- [Given request A]: From the build log below, list each distinct package name with its version that is registered in place.

- [Source text]:
Here is a (almost) minimal project which reproduces the issue: https://github.com/coreyoconnor/cabal-issue-1810

$ cabal test with-quickcheck
Preprocessing library cabalIssue1810-0.1.0.0...
[1 of 1] Compiling Dummy            ( Dummy.hs, dist/build/Dummy.o )
In-place registering cabalIssue1810-0.1.0.0...
Preprocessing test suite 'with-quickcheck' for cabalIssue1810-0.1.0.0...
[1 of 2] Compiling Dummy            ( Dummy.hs, dist/build/Dummy.o )
In-place registering with-quickcheck-0.1.0.0...
[1 of 1] Compiling Main             ( dist/build/with-quickcheckStub/with-quickcheckStub-tmp/with-quickcheckStub.hs, dist/build/with-quickcheckStub/with-quickcheckStub-tmp/Main.o )
Linking dist/build/with-quickcheckStub/with-quickcheckStub ...
Running 1 test suites...
Test suite with-quickcheck: RUNNING...
^C^C

$ cabal test without-quickcheck
Preprocessing library cabalIssue1810-0.1.0.0...
[1 of 1] Compiling Dummy            ( Dummy.hs, dist/build/Dummy.o )
In-place registering cabalIssue1810-0.1.0.0...
Preprocessing test suite 'without-quickcheck' for cabalIssue1810-0.1.0.0...
[1 of 2] Compiling Dummy            ( Dummy.hs, dist/build/Dummy.o )
In-place registering without-quickcheck-0.1.0.0...
[1 of 1] Compiling Main             ( dist/build/without-quickcheckStub/without-quickcheckStub-tmp/without-quickcheckStub.hs, dist/build/without-quickcheckStub/without-quickcheckStub-tmp/Main.o )

- [Given request B]: Find every line in the records that contains the word "background" and copy each one.

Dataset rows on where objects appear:
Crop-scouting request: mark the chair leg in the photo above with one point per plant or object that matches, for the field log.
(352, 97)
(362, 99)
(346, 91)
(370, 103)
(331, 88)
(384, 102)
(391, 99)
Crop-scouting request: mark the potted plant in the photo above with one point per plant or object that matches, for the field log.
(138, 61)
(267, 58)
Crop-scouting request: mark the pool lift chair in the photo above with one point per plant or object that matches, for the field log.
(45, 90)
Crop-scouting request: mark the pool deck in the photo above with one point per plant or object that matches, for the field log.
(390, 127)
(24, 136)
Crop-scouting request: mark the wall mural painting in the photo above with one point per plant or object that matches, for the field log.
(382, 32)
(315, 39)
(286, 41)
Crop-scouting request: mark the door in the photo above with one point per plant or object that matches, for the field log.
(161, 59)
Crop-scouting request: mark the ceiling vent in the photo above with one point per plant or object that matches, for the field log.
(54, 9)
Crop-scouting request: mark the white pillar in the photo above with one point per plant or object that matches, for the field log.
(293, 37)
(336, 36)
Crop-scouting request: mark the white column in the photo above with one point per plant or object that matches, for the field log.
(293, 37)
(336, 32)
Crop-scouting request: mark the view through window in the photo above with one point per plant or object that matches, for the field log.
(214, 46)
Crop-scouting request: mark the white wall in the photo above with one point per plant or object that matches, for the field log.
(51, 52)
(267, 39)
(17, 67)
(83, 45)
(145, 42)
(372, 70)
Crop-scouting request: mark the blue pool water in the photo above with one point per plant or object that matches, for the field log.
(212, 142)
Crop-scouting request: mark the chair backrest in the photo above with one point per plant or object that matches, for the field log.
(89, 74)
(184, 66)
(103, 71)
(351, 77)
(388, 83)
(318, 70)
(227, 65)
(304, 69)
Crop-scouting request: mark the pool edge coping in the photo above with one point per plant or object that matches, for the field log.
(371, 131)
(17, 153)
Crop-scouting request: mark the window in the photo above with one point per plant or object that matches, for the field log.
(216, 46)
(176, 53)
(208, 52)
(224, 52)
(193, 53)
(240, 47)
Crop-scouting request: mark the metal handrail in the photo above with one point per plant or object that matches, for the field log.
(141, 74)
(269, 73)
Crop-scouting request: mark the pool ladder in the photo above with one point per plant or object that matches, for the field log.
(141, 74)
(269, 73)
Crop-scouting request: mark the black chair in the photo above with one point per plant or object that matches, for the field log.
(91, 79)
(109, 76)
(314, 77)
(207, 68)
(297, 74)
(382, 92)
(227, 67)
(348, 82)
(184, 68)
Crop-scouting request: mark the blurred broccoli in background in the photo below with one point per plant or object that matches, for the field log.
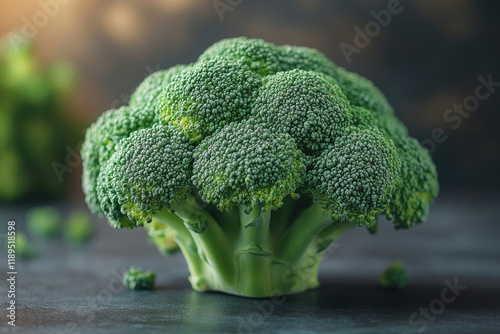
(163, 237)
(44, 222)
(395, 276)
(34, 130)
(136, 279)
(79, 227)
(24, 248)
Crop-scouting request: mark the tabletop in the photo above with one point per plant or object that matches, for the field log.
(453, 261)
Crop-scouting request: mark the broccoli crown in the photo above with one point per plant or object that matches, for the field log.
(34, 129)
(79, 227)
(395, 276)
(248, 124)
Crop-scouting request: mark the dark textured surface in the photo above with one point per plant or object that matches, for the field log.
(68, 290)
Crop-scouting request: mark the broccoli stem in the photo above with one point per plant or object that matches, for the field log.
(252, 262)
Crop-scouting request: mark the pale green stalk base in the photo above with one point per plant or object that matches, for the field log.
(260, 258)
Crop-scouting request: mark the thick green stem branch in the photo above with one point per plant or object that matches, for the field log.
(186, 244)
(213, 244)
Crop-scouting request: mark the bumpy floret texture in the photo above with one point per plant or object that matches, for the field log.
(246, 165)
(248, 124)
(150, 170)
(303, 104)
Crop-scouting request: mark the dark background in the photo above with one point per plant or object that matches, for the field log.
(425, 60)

==

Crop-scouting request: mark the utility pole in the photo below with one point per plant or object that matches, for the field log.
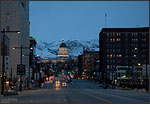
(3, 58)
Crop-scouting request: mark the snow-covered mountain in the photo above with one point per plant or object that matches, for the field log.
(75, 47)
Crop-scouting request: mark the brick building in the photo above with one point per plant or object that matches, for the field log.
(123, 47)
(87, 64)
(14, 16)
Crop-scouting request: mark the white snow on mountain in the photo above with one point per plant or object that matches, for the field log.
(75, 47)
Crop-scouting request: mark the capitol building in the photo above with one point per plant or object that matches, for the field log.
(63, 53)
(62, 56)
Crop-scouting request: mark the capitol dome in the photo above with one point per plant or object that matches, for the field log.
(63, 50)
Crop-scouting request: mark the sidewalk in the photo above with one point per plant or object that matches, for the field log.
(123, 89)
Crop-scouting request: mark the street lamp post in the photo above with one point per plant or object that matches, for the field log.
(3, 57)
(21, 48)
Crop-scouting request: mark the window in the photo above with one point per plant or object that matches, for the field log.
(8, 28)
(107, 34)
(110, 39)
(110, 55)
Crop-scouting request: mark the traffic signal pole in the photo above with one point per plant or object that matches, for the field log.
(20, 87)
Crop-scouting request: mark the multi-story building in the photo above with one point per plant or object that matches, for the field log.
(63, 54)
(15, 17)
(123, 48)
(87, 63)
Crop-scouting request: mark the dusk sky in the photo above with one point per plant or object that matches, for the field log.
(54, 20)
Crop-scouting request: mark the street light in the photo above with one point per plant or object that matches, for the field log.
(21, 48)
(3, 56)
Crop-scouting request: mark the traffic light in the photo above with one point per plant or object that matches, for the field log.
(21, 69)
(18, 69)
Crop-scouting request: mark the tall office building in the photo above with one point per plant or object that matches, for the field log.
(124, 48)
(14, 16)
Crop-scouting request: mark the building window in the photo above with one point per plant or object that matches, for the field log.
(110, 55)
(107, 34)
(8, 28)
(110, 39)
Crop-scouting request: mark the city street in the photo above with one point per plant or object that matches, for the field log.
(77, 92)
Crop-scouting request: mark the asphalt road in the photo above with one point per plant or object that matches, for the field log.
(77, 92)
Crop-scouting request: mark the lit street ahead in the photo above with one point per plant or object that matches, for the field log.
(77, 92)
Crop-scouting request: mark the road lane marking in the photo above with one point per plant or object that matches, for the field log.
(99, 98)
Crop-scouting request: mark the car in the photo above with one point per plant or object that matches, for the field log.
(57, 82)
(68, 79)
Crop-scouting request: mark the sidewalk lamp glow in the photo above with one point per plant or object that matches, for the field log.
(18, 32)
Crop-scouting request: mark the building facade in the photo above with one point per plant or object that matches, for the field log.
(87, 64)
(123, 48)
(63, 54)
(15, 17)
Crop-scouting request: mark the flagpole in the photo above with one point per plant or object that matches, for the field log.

- [Response A]:
cabalIssue1810-0.1.0.0
with-quickcheck-0.1.0.0
without-quickcheck-0.1.0.0

- [Response B]:
Crop-scouting request: mark the blurred broccoli in background in the photo below with one point per plant or object that matches, for the field log.
Crop-scouting request: mark the dark background in the photo above with one point per plant or object that matches, for the field log.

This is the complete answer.